Task details: Copy all the lines of the data that include the word "this".

Data for review:
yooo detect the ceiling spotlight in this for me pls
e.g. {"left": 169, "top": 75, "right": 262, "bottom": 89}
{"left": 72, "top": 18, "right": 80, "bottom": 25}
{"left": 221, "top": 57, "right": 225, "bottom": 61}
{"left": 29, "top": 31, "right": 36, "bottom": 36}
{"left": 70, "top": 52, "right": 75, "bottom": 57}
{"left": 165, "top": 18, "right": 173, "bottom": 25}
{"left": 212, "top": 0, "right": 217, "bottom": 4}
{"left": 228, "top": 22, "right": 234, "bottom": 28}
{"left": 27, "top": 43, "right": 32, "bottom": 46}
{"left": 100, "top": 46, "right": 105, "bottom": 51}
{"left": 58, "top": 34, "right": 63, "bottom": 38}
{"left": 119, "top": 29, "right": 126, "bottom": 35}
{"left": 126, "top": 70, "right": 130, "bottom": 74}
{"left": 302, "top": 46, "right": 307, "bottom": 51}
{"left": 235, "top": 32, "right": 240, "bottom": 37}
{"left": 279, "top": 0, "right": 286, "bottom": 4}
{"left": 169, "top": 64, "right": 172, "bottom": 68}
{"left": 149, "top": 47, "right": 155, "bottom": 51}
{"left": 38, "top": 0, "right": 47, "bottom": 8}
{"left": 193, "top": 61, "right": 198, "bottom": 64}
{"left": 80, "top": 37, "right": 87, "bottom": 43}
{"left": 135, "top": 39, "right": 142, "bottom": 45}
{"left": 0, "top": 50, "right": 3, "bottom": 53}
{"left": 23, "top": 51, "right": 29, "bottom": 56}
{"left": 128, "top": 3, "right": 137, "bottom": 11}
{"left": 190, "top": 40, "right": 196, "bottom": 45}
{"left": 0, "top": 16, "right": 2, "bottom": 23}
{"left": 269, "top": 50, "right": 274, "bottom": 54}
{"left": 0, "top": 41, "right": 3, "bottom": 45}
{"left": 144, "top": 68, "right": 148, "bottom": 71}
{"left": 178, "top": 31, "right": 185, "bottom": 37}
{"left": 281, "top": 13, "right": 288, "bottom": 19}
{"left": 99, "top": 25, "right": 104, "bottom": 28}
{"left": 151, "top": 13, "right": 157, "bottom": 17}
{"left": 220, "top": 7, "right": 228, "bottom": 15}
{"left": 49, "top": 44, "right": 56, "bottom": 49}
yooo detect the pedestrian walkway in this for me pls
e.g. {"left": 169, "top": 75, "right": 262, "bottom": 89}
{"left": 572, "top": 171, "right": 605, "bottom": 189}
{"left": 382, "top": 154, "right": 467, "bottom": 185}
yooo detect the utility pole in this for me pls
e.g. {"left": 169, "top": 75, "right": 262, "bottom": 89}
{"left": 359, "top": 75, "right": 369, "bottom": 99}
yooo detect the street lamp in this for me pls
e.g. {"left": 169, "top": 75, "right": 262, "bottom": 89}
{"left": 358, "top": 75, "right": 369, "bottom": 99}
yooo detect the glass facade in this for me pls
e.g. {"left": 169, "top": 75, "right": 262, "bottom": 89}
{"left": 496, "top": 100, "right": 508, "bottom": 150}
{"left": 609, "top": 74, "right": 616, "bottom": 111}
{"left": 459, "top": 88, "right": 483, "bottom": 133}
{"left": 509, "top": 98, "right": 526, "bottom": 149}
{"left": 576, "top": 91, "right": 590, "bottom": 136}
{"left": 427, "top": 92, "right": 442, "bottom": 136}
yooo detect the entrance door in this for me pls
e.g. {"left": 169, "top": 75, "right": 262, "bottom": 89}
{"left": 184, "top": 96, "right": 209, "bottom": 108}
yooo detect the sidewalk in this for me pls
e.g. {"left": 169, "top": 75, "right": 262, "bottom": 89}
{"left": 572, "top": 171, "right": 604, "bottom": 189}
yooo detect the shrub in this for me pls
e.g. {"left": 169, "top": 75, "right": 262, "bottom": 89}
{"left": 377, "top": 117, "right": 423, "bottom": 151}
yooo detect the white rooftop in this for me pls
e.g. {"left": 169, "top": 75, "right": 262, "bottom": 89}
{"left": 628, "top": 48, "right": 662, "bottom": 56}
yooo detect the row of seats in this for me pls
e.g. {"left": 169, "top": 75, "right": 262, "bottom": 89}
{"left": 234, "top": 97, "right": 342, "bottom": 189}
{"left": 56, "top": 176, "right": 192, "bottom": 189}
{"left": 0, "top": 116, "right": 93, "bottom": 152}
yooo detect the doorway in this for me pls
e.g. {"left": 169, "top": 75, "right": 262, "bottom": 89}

Your response:
yooo detect the ceiling spotlight in this for me pls
yooo detect the pedestrian walkway in this for me pls
yooo detect the utility pole in this for me pls
yooo detect the street lamp in this for me pls
yooo detect the glass facade in this for me pls
yooo detect the entrance door in this for me pls
yooo detect the sidewalk in this for me pls
yooo detect the shrub in this for me pls
yooo detect the white rooftop in this for me pls
yooo detect the row of seats in this for me pls
yooo detect the doorway in this for me pls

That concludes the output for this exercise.